OBJECTIVE: Reproduce the text of the material below word for word, leaving out the pictures.

AVAILABLE DATA:

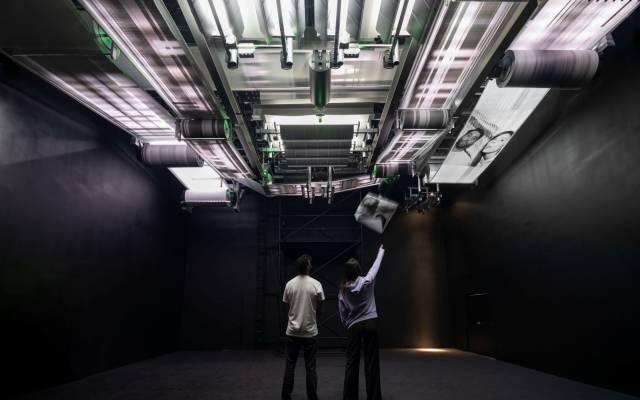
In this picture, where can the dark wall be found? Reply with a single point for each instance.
(236, 271)
(411, 290)
(220, 280)
(91, 258)
(554, 240)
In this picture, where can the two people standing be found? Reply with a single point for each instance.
(357, 307)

SOLUTION TO THE PROBLEM:
In this picture, where can the dark wall be found? Reply with a single point for each instance.
(236, 271)
(411, 290)
(220, 280)
(91, 258)
(554, 240)
In this picture, where can the two people standing be found? Reply with a single point for each instance.
(357, 307)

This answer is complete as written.